◆ **TASK INPUTS**:

================================

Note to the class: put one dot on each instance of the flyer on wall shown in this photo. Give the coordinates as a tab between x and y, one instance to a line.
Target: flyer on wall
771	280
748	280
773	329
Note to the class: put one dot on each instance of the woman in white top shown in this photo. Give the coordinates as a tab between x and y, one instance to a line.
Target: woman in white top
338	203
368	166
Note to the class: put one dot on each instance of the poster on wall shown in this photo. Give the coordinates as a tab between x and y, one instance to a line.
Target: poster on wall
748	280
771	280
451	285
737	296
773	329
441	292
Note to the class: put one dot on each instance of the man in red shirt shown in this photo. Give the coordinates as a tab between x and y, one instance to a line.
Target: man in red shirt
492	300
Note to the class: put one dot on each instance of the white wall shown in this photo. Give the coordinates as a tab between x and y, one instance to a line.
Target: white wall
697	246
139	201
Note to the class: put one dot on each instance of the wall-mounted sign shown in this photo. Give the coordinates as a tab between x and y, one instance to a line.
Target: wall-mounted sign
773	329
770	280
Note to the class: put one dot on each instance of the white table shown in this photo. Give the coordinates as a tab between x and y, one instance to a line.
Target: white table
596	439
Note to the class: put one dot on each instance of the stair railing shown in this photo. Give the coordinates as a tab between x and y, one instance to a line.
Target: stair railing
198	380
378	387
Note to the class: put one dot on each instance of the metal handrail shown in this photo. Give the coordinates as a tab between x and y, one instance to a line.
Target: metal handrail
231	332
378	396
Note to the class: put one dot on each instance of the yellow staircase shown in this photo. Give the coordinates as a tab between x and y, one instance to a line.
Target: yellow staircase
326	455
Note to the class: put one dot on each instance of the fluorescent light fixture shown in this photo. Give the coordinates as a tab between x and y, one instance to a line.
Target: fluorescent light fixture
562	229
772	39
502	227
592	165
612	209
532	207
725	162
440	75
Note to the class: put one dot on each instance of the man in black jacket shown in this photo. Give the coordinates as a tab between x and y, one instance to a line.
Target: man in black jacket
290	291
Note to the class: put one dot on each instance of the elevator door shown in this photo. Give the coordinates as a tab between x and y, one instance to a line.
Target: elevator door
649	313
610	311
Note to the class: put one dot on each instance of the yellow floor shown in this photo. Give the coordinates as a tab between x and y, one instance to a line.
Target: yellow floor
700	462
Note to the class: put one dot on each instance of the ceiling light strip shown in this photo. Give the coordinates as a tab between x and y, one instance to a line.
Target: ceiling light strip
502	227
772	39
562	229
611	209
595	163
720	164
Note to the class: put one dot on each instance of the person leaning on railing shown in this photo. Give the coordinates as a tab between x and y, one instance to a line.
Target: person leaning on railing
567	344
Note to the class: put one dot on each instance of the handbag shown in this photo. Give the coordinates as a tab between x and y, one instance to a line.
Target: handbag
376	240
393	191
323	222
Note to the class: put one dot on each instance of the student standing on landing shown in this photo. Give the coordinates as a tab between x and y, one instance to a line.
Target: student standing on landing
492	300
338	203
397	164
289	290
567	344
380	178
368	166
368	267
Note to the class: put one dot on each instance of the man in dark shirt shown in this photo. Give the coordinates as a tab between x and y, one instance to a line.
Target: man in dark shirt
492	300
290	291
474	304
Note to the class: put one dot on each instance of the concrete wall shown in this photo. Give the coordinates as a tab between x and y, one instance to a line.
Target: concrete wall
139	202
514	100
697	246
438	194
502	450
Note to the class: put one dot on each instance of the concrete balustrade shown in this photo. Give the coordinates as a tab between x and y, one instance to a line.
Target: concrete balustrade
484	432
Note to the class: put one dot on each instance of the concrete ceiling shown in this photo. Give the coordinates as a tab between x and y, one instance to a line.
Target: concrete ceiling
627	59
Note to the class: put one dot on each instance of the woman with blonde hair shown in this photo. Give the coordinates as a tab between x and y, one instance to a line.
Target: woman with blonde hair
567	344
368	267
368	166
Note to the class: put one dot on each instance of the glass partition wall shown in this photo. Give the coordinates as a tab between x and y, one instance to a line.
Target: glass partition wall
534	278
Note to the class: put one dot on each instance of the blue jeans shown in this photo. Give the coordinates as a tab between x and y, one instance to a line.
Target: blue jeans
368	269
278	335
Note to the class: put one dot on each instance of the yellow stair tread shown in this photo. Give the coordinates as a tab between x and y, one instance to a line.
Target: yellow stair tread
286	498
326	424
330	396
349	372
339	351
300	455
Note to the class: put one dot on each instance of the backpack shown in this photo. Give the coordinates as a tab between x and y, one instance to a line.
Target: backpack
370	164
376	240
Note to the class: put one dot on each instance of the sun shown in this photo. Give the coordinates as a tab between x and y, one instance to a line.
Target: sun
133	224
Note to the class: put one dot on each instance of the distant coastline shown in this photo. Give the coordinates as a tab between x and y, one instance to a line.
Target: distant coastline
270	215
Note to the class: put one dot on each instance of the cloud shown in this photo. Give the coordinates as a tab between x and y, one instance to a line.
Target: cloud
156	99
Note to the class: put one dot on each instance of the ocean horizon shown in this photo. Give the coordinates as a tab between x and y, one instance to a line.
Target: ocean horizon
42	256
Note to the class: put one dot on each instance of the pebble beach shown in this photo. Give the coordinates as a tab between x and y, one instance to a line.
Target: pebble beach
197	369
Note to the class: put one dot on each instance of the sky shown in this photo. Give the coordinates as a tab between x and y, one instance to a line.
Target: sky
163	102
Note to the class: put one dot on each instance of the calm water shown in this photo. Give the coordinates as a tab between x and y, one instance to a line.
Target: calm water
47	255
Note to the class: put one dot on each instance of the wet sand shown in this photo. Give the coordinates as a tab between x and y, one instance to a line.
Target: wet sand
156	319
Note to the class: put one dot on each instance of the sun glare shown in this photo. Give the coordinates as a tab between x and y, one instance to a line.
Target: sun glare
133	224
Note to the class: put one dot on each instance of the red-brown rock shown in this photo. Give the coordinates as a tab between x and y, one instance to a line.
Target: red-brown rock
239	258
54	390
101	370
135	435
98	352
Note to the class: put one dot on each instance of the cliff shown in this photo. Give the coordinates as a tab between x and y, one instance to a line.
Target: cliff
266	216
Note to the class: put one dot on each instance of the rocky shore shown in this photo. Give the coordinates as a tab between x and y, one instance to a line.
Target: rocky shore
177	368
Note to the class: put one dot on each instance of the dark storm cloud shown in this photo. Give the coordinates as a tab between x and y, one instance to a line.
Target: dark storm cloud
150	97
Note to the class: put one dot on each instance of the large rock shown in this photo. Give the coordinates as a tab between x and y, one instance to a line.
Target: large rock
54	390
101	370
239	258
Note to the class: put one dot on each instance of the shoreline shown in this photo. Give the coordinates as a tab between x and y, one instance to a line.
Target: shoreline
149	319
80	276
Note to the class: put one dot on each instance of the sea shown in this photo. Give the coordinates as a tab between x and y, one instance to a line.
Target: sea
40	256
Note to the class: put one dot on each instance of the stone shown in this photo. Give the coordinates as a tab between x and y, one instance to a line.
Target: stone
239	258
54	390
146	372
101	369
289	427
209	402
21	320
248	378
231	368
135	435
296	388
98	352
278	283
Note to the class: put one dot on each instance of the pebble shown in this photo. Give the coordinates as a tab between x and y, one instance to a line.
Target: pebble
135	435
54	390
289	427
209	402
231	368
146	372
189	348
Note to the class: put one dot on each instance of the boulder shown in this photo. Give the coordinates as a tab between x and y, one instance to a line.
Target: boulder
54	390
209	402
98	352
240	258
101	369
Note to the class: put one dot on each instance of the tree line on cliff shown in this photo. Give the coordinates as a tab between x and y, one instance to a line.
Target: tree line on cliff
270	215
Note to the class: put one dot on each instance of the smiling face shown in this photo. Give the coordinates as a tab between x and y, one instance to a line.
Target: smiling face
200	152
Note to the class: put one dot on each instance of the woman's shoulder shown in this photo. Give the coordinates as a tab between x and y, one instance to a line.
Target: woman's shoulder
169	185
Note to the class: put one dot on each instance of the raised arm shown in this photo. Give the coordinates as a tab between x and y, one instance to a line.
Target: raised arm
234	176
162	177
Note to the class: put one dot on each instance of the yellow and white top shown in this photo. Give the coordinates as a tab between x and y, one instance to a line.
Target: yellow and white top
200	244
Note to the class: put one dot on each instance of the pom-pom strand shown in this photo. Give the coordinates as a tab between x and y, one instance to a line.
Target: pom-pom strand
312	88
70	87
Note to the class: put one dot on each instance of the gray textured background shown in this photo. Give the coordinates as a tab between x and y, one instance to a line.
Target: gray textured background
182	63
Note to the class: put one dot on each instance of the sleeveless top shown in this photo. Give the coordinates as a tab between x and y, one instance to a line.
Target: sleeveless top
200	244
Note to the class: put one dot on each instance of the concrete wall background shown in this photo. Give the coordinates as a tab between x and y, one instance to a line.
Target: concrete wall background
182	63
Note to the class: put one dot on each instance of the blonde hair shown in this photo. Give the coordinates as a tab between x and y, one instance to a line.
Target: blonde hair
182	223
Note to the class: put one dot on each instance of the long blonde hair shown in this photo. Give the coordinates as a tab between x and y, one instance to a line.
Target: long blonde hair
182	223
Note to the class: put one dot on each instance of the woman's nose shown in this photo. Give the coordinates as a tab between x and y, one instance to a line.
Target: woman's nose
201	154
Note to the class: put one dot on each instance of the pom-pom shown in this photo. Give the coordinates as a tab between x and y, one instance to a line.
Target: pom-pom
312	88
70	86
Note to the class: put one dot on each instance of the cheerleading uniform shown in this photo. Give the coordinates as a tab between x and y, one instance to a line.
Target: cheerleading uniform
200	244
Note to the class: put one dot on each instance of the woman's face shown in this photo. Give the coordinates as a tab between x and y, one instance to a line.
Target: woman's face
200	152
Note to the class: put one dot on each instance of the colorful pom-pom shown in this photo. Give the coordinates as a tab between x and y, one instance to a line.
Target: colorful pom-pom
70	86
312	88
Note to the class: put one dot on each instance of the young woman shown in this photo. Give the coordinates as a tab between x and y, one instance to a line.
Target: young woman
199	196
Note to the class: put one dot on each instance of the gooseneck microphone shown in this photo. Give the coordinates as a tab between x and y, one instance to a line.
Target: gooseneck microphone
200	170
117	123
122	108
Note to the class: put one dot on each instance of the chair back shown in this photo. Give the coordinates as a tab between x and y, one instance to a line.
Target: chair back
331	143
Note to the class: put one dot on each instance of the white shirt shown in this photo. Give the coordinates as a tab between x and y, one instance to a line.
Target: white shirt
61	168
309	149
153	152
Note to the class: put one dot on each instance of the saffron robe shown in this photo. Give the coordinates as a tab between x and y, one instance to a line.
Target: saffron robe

================================

Lines containing the string "saffron": report how many there are in the material above, and nothing more.

◆ **SOLUTION TO THIS EXERCISE**: 2